*** ENTRIES SUPPLIED ***
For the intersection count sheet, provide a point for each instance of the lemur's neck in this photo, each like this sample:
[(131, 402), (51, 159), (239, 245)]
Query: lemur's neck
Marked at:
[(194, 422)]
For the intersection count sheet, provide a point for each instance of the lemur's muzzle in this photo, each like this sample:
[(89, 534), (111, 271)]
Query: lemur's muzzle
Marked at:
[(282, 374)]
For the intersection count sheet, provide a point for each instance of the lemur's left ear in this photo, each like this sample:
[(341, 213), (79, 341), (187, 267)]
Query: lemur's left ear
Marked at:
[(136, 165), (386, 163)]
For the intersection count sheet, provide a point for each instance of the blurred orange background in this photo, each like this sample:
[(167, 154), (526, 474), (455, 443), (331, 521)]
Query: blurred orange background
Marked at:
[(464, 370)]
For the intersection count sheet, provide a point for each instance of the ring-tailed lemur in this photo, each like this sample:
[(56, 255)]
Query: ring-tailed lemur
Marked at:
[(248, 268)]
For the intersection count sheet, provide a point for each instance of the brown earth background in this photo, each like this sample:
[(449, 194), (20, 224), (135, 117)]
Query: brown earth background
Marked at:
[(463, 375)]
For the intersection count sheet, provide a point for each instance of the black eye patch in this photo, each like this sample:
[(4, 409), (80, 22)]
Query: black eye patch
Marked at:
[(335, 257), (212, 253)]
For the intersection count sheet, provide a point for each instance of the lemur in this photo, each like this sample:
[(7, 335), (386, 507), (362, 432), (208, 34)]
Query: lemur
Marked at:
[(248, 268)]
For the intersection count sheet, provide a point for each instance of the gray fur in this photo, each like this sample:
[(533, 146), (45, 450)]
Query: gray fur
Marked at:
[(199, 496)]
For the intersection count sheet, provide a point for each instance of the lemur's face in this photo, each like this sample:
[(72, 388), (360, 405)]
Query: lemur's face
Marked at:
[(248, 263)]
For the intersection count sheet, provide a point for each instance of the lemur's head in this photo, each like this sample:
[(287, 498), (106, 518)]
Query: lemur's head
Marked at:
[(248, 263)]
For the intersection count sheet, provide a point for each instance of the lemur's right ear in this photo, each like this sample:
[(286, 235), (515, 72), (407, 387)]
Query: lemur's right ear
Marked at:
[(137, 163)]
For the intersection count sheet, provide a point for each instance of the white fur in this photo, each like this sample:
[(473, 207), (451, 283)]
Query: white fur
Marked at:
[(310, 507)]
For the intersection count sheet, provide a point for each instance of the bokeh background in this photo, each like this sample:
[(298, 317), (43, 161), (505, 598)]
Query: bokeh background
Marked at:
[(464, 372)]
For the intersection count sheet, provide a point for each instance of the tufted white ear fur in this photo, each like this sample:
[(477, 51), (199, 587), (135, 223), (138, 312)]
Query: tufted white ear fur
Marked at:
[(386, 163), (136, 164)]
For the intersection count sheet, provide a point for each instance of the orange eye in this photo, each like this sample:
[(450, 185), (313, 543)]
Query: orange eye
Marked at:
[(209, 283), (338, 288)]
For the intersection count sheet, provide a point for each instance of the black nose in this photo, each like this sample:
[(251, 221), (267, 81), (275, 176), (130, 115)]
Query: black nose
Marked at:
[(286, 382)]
*** End of ENTRIES SUPPLIED ***
DIRECTIONS FOR THIS TASK: Give again, word for word, every line of the listing above from the one with "Query: black eye patch" to the one with "of the white", both inclusive, and nothing beyond them.

EXPECTED ANSWER:
Query: black eye patch
Marked at:
[(335, 257), (212, 253)]
For the intersection count sheet, provide a point for each instance of the lemur in this photo, each like this sample:
[(7, 335), (386, 507), (362, 432), (208, 34)]
Query: lemur
Marked at:
[(248, 268)]
For the intersection count sheet, provide a point for each instance of the gray fur in this photo, each like this sample:
[(533, 146), (45, 450)]
Query: gray fur
Marked at:
[(199, 496)]
For the intersection count sheet, provide a point for each instance of the lemur's face in this photo, each like this sample:
[(72, 388), (360, 405)]
Query: lemur's face
Marked at:
[(248, 263)]
For the intersection count sheet, provide a point for each instance of the lemur's head in this photo, each like this sample:
[(287, 498), (106, 518)]
Query: lemur's head
Marked at:
[(248, 263)]
For the intersection count sheet, provide a point for each instance of the lemur's right ear in this photo, each like this sample:
[(286, 235), (515, 72), (407, 387)]
Query: lemur's right ear
Marked at:
[(137, 163)]
For the intersection count sheet, provide a point for each instance of the white fur in this photo, each like this sample:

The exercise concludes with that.